§ Quoted text
This is the third post in a series on “What are Delhi’s MLAs up to?”
To become the MLA of Amedkar Nagar, Ashok Kumar (AAP) came ahead of Chaudhary Prem Singh in the Delhi Elections. Chaudhary is a World Record holder for winning 10 consecutive elections from the same constituency and party (Congress). Chaudhary contested his first election from Ambedkar Nagar in 1958 and did not lose a single election from that constituency until 2013, when he lost to Ashok Kumar by 16,486 votes, which was 20% of the votes polled.
Governance and Connecting with the People
The AAP MLAs I’ve interacted with thus far have been experimenting with ways to connect with their constituents, and perfecting the Mohalla Sabha (community gathering) model, which decentralizes the allocation mechanism of the annual 4 crore ($ 642,000) MLA Local Area Development (MLALAD) fund.
Over the last 10 months, Kumar’s team has conducted 24 Mohalla Sabhas. Here is a list of how some of this money has been allocated thus far based on inputs from the community consultations.
|12 lakhs||115 street lights and poles||Safety|
|25 lakhs||370 benches for parks||Recreation|
|70 lakhs||115 CCTV cameras||Safety|
|25 lakhs||20 seat public toilet complex||Health|
|20 lakhs||Community Function Hall||Recreation|
Unlike other AAP MLAs I have met, Kumar had a police escort. He explained that he did not ask for one, but the Deputy Commissioner of Police of his area felt it would be best for him to have extra protection for some time due to the work Kumar is doing to curb the level of crime in his constituency. One such example is setting up CCTVs, which is in fact the reason that a group of boys are serving time in prison right now for an August 2014 murder they committed in broad-daylight. This murder took place less than a kilometer from Kumar’s office! Safety and security is normally under the jurisdiction of the State, but the Delhi government is an exception, as the Union Government has not complied with repeated demands for the Delhi State government to have control over Delhi’s police force.
Some of the main issues in Ambedkar Nagar are the water supply and sewer lines. The work required here is of a much larger scale than what is afforded by the MLALAD fund. There is an open tender for a 48 crore project on a major sewer line, which is yet to be awarded. Once awarded, the work is estimated to take 18 months to complete.
Dynamics of the Office
About 30 constituents came to Kumar’s office during the time I spent there. Three such cases involved constituents from jhuggi–jhopri clusters (slums) seeking relief from pressure exerted on them by Municipal Corporation of Delhi (MCD) workers hoping to extract a bribe. MCD employees were sealing homes and would only allow residents access to their dwellings if they paid a bribe. Ashok called the appropriate officials in the MCD and got the homes unsealed (at no cost). I witnessed an example of how corruption can be curbed if honest politicians are in power.
I did not witness a disgruntled constituent over the two days that I spent in Kumar’s office. Dev*, who keeps a sheep at home, complained of MCD’s harassment. This is a sensitive issue as it involves potential public health concerns for the neighbors. It is generally accepted that the MCD worker would not bother Dev if he paid a bribe. Kumar handed Dev his card and asked him to tell the MCD worker to take up the case with him.

§ Stored rows
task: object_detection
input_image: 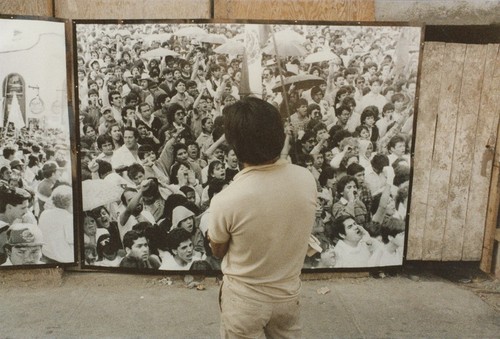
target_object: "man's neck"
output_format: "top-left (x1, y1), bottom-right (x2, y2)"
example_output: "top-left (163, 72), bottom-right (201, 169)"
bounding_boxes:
top-left (342, 239), bottom-right (359, 247)
top-left (174, 256), bottom-right (188, 267)
top-left (0, 213), bottom-right (15, 224)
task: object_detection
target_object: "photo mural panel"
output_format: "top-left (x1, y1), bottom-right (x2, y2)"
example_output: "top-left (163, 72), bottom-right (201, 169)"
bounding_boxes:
top-left (74, 21), bottom-right (423, 272)
top-left (0, 17), bottom-right (76, 268)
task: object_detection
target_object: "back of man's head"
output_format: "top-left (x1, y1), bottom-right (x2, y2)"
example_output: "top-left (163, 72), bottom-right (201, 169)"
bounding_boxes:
top-left (223, 97), bottom-right (285, 165)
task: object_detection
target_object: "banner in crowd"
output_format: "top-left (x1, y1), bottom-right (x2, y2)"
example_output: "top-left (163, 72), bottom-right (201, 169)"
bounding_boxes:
top-left (74, 21), bottom-right (423, 272)
top-left (0, 17), bottom-right (77, 268)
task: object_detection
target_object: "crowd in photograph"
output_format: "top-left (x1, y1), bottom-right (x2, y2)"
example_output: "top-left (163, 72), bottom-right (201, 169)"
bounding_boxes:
top-left (74, 23), bottom-right (420, 271)
top-left (0, 121), bottom-right (75, 266)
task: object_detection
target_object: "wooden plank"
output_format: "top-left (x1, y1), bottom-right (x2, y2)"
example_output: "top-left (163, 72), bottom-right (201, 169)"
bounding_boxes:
top-left (479, 46), bottom-right (500, 273)
top-left (214, 0), bottom-right (375, 21)
top-left (422, 44), bottom-right (466, 260)
top-left (406, 42), bottom-right (445, 260)
top-left (0, 0), bottom-right (54, 16)
top-left (462, 44), bottom-right (500, 260)
top-left (441, 45), bottom-right (487, 261)
top-left (55, 0), bottom-right (211, 19)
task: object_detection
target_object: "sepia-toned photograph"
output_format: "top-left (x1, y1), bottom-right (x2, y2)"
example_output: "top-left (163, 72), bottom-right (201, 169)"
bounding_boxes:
top-left (74, 21), bottom-right (423, 272)
top-left (0, 18), bottom-right (76, 268)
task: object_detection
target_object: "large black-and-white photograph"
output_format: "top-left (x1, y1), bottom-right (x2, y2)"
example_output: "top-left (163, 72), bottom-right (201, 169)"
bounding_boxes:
top-left (0, 18), bottom-right (76, 267)
top-left (74, 22), bottom-right (422, 271)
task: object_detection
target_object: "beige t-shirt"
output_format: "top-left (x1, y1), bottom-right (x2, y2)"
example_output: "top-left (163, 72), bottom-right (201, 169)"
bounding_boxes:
top-left (208, 160), bottom-right (317, 301)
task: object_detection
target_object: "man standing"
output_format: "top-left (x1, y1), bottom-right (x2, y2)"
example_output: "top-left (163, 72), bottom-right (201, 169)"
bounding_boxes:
top-left (1, 224), bottom-right (43, 266)
top-left (111, 127), bottom-right (140, 169)
top-left (120, 230), bottom-right (160, 269)
top-left (208, 98), bottom-right (317, 338)
top-left (0, 185), bottom-right (31, 264)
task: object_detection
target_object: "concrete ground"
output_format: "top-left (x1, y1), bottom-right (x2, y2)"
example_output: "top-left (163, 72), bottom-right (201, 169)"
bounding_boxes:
top-left (0, 264), bottom-right (500, 338)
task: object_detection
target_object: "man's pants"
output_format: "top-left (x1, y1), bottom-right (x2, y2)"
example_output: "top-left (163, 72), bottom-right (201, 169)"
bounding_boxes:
top-left (220, 284), bottom-right (302, 338)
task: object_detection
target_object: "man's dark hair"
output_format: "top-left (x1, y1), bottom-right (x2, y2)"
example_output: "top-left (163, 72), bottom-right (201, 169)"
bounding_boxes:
top-left (318, 166), bottom-right (335, 187)
top-left (123, 230), bottom-right (146, 248)
top-left (3, 147), bottom-right (16, 159)
top-left (167, 102), bottom-right (186, 125)
top-left (127, 162), bottom-right (145, 182)
top-left (208, 179), bottom-right (227, 200)
top-left (108, 90), bottom-right (121, 102)
top-left (347, 162), bottom-right (365, 176)
top-left (97, 134), bottom-right (114, 150)
top-left (123, 126), bottom-right (139, 140)
top-left (223, 97), bottom-right (285, 165)
top-left (387, 135), bottom-right (406, 151)
top-left (0, 184), bottom-right (31, 213)
top-left (380, 218), bottom-right (406, 244)
top-left (337, 175), bottom-right (359, 196)
top-left (332, 214), bottom-right (354, 239)
top-left (137, 144), bottom-right (156, 160)
top-left (120, 187), bottom-right (137, 206)
top-left (96, 159), bottom-right (113, 179)
top-left (359, 106), bottom-right (378, 124)
top-left (370, 154), bottom-right (389, 174)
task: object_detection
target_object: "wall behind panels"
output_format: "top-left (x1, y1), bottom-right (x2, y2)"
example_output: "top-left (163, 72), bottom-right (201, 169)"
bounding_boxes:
top-left (0, 0), bottom-right (500, 266)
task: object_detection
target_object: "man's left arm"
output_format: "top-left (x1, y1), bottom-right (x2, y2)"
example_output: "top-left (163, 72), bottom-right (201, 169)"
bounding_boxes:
top-left (207, 234), bottom-right (229, 259)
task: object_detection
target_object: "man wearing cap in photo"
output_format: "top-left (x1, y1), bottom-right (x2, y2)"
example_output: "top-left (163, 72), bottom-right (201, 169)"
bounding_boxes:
top-left (98, 106), bottom-right (123, 135)
top-left (144, 78), bottom-right (167, 109)
top-left (0, 184), bottom-right (31, 263)
top-left (208, 97), bottom-right (317, 338)
top-left (111, 126), bottom-right (141, 175)
top-left (1, 224), bottom-right (43, 266)
top-left (137, 102), bottom-right (165, 138)
top-left (37, 161), bottom-right (61, 215)
top-left (170, 78), bottom-right (194, 110)
top-left (108, 90), bottom-right (123, 123)
top-left (80, 88), bottom-right (102, 128)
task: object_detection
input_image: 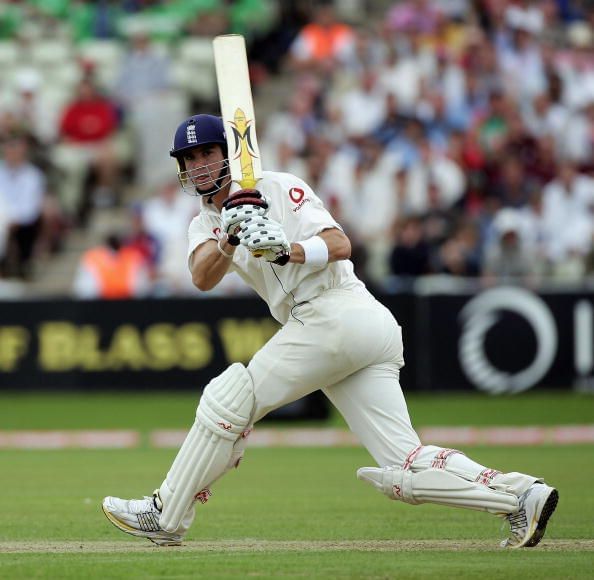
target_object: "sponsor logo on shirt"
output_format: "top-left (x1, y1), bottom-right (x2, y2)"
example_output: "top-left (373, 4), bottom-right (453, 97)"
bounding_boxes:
top-left (289, 187), bottom-right (311, 212)
top-left (289, 187), bottom-right (305, 203)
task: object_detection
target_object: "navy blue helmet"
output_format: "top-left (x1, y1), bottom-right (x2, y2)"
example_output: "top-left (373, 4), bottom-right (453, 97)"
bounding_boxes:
top-left (169, 115), bottom-right (230, 196)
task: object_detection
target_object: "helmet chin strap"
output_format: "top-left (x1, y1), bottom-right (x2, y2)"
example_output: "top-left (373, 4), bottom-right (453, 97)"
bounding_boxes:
top-left (196, 151), bottom-right (229, 204)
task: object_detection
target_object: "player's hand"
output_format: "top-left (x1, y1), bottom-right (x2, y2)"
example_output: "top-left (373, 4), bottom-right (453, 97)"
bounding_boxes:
top-left (221, 189), bottom-right (269, 246)
top-left (237, 216), bottom-right (291, 266)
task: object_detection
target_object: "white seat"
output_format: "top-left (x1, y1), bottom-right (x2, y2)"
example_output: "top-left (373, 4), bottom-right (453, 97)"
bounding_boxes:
top-left (29, 39), bottom-right (74, 67)
top-left (177, 37), bottom-right (214, 68)
top-left (78, 40), bottom-right (124, 67)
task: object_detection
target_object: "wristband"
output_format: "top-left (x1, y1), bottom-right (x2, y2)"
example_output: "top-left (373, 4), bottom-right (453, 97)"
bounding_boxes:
top-left (297, 236), bottom-right (328, 267)
top-left (217, 238), bottom-right (233, 259)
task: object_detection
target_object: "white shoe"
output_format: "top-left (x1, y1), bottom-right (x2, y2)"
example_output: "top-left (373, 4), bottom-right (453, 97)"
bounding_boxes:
top-left (101, 490), bottom-right (183, 546)
top-left (501, 483), bottom-right (559, 548)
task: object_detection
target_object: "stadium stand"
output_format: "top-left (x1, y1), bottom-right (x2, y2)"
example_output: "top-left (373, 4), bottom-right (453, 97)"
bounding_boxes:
top-left (0, 0), bottom-right (594, 295)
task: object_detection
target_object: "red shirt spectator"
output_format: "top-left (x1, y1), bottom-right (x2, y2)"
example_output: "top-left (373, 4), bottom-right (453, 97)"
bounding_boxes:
top-left (60, 79), bottom-right (118, 143)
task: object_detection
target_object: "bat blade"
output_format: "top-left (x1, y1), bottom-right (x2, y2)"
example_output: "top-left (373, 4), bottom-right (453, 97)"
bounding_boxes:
top-left (213, 34), bottom-right (262, 188)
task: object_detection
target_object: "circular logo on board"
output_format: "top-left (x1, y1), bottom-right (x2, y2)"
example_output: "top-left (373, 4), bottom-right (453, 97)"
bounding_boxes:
top-left (289, 187), bottom-right (305, 203)
top-left (458, 288), bottom-right (557, 394)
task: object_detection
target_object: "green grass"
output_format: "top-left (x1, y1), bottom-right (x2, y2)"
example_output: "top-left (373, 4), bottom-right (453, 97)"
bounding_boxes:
top-left (0, 391), bottom-right (594, 430)
top-left (0, 446), bottom-right (594, 579)
top-left (0, 393), bottom-right (594, 580)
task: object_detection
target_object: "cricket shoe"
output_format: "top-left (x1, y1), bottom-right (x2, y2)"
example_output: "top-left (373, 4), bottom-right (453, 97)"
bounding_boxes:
top-left (102, 490), bottom-right (183, 546)
top-left (501, 483), bottom-right (559, 548)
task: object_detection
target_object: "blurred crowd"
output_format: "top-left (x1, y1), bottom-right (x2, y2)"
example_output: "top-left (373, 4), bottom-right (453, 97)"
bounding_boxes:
top-left (0, 0), bottom-right (594, 296)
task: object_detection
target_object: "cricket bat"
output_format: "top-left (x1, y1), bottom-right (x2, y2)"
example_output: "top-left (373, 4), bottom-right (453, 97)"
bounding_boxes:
top-left (213, 34), bottom-right (270, 258)
top-left (213, 34), bottom-right (262, 189)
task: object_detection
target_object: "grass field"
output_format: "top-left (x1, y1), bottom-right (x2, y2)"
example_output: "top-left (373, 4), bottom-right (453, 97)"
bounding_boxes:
top-left (0, 394), bottom-right (594, 579)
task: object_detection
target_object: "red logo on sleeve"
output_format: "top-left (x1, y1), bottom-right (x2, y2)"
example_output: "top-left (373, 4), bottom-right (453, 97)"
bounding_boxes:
top-left (289, 187), bottom-right (305, 203)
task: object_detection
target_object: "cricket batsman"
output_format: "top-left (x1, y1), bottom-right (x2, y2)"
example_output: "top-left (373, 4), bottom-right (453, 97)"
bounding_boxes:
top-left (103, 115), bottom-right (558, 548)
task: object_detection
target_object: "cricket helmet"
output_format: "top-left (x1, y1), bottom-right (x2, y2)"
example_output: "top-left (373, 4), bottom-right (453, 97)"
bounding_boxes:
top-left (169, 115), bottom-right (230, 196)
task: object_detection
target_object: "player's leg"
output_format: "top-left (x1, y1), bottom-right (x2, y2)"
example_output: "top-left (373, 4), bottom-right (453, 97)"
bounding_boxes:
top-left (324, 364), bottom-right (558, 547)
top-left (103, 363), bottom-right (254, 545)
top-left (103, 300), bottom-right (360, 545)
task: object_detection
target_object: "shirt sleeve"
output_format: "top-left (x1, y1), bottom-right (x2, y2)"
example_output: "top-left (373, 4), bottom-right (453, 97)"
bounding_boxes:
top-left (188, 214), bottom-right (220, 265)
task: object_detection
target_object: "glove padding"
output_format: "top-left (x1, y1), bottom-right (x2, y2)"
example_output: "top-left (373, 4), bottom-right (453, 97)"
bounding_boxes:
top-left (221, 189), bottom-right (268, 246)
top-left (237, 216), bottom-right (291, 266)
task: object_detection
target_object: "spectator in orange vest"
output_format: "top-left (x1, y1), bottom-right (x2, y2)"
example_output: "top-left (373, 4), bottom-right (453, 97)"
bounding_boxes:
top-left (290, 3), bottom-right (355, 72)
top-left (73, 233), bottom-right (150, 300)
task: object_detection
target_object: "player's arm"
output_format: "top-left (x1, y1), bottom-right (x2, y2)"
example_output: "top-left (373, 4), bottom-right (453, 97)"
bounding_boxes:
top-left (190, 237), bottom-right (237, 292)
top-left (289, 228), bottom-right (351, 264)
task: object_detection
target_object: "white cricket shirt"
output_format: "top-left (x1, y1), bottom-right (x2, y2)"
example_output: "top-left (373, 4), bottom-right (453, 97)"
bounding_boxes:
top-left (188, 171), bottom-right (367, 324)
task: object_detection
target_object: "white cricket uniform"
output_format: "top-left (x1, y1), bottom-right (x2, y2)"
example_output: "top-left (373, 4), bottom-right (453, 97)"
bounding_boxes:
top-left (188, 172), bottom-right (419, 465)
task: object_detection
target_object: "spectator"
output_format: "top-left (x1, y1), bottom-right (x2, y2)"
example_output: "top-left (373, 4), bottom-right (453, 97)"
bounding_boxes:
top-left (53, 77), bottom-right (128, 223)
top-left (543, 160), bottom-right (594, 281)
top-left (431, 219), bottom-right (481, 277)
top-left (0, 196), bottom-right (10, 270)
top-left (114, 26), bottom-right (178, 187)
top-left (73, 233), bottom-right (150, 300)
top-left (0, 133), bottom-right (46, 279)
top-left (481, 208), bottom-right (536, 284)
top-left (290, 2), bottom-right (355, 73)
top-left (390, 217), bottom-right (430, 280)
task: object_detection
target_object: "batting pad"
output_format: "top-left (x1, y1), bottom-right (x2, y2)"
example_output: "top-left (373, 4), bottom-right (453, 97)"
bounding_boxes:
top-left (159, 363), bottom-right (254, 532)
top-left (357, 467), bottom-right (518, 515)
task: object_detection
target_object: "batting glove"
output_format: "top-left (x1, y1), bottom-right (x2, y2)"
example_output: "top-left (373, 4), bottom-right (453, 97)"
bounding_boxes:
top-left (221, 189), bottom-right (268, 246)
top-left (237, 216), bottom-right (291, 266)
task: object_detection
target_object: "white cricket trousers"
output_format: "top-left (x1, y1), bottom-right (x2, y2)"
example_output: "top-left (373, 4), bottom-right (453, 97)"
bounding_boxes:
top-left (247, 290), bottom-right (420, 467)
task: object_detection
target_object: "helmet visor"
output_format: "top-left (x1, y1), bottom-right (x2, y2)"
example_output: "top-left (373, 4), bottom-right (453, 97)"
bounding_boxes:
top-left (177, 159), bottom-right (231, 195)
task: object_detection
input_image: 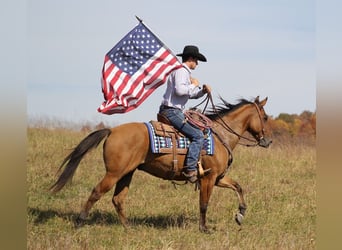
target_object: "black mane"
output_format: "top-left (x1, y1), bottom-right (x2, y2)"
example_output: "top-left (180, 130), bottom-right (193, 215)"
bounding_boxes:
top-left (205, 96), bottom-right (253, 120)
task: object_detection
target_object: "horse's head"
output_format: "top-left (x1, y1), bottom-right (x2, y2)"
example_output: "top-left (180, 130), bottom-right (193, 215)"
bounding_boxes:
top-left (247, 96), bottom-right (272, 148)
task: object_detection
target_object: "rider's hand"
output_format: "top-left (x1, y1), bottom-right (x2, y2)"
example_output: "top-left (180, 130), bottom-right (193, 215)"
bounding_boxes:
top-left (203, 85), bottom-right (211, 93)
top-left (190, 77), bottom-right (199, 87)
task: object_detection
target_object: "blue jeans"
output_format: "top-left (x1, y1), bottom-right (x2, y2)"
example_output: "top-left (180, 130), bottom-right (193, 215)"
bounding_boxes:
top-left (159, 105), bottom-right (204, 171)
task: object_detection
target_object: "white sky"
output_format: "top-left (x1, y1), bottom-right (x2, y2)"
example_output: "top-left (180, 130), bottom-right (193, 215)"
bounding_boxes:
top-left (27, 0), bottom-right (316, 123)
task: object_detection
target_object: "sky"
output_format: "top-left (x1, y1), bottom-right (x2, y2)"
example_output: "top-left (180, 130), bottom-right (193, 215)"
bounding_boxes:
top-left (26, 0), bottom-right (316, 124)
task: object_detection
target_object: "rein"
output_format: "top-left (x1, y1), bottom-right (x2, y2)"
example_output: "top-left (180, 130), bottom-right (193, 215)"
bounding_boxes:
top-left (188, 93), bottom-right (264, 148)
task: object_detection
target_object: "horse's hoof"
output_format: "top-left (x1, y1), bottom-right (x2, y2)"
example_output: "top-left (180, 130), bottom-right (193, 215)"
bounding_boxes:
top-left (235, 213), bottom-right (243, 226)
top-left (74, 217), bottom-right (85, 228)
top-left (200, 227), bottom-right (213, 234)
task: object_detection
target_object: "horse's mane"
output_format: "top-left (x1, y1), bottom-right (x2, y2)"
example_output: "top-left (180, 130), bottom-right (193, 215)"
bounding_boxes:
top-left (205, 96), bottom-right (253, 120)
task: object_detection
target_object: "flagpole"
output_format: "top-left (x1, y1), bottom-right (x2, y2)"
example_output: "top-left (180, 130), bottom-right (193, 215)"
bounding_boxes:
top-left (135, 16), bottom-right (142, 23)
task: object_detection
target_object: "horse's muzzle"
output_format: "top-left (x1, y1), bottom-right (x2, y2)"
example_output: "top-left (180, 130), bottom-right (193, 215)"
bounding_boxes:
top-left (258, 137), bottom-right (272, 148)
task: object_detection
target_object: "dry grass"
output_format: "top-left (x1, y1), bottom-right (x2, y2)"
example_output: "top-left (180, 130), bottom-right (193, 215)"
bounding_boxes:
top-left (27, 128), bottom-right (316, 250)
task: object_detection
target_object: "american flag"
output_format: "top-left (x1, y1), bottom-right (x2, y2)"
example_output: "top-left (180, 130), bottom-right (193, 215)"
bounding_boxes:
top-left (98, 22), bottom-right (182, 115)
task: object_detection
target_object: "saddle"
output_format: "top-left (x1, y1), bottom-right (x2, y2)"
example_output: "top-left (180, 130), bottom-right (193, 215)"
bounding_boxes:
top-left (150, 113), bottom-right (206, 176)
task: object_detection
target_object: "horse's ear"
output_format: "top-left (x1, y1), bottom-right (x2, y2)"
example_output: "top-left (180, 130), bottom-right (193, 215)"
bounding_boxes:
top-left (260, 97), bottom-right (268, 107)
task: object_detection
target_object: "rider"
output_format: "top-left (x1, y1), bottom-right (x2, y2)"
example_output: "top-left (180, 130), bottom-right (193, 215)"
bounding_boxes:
top-left (159, 45), bottom-right (211, 183)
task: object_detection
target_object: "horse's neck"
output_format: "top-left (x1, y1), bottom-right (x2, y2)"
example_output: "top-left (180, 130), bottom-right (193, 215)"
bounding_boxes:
top-left (213, 106), bottom-right (249, 149)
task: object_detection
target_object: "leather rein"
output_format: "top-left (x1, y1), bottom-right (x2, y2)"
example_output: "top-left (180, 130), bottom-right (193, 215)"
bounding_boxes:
top-left (194, 93), bottom-right (265, 147)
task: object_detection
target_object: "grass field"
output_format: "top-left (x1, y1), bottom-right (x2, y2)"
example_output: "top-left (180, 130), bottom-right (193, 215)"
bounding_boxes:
top-left (27, 128), bottom-right (316, 250)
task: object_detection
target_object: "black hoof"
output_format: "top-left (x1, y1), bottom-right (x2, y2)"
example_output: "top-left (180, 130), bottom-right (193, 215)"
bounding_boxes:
top-left (235, 213), bottom-right (243, 226)
top-left (74, 217), bottom-right (85, 228)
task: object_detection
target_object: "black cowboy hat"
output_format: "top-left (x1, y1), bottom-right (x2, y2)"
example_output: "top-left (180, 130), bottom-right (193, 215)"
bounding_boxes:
top-left (177, 45), bottom-right (207, 62)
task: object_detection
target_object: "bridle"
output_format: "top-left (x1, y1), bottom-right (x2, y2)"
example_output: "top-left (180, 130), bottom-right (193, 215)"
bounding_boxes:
top-left (195, 93), bottom-right (265, 147)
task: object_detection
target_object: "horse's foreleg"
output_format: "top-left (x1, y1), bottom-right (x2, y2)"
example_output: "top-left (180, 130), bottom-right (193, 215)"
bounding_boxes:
top-left (199, 178), bottom-right (214, 233)
top-left (216, 176), bottom-right (247, 225)
top-left (112, 171), bottom-right (134, 227)
top-left (76, 172), bottom-right (116, 226)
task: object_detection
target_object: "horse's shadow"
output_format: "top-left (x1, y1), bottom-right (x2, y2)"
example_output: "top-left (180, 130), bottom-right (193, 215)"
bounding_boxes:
top-left (28, 208), bottom-right (191, 229)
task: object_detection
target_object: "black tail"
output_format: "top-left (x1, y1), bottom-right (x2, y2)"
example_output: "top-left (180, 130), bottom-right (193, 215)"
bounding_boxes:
top-left (50, 128), bottom-right (111, 193)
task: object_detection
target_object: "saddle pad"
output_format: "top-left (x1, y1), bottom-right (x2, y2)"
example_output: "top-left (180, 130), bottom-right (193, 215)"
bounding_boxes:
top-left (145, 122), bottom-right (214, 155)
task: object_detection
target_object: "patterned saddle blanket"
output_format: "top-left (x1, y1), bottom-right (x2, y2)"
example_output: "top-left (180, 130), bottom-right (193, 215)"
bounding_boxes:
top-left (145, 121), bottom-right (214, 155)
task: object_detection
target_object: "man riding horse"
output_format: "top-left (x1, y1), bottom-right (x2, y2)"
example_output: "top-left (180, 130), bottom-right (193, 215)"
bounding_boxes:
top-left (159, 45), bottom-right (211, 183)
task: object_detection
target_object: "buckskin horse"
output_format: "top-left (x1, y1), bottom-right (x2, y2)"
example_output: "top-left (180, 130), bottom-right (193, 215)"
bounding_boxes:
top-left (51, 97), bottom-right (272, 232)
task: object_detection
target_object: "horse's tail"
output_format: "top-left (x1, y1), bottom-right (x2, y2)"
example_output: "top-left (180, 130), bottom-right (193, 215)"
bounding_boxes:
top-left (50, 128), bottom-right (111, 193)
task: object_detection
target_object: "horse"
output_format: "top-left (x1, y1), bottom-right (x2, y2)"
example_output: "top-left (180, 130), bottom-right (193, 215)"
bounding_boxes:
top-left (50, 96), bottom-right (272, 232)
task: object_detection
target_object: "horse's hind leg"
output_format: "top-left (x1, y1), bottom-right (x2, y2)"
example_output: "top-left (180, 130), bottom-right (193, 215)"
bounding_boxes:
top-left (76, 172), bottom-right (117, 226)
top-left (216, 176), bottom-right (247, 225)
top-left (112, 171), bottom-right (134, 227)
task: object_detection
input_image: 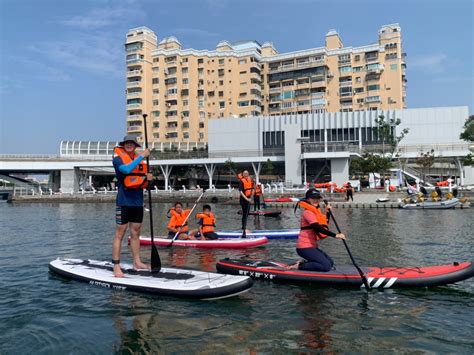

§ Directions for this task
Copy out, word for word, the part of the post on Ambedkar Nagar's MLA that opens with the words containing "This is the" and closes with "Development (MLALAD) fund.".

§ Full response
This is the third post in a series on “What are Delhi’s MLAs up to?”
To become the MLA of Amedkar Nagar, Ashok Kumar (AAP) came ahead of Chaudhary Prem Singh in the Delhi Elections. Chaudhary is a World Record holder for winning 10 consecutive elections from the same constituency and party (Congress). Chaudhary contested his first election from Ambedkar Nagar in 1958 and did not lose a single election from that constituency until 2013, when he lost to Ashok Kumar by 16,486 votes, which was 20% of the votes polled.
Governance and Connecting with the People
The AAP MLAs I’ve interacted with thus far have been experimenting with ways to connect with their constituents, and perfecting the Mohalla Sabha (community gathering) model, which decentralizes the allocation mechanism of the annual 4 crore ($ 642,000) MLA Local Area Development (MLALAD) fund.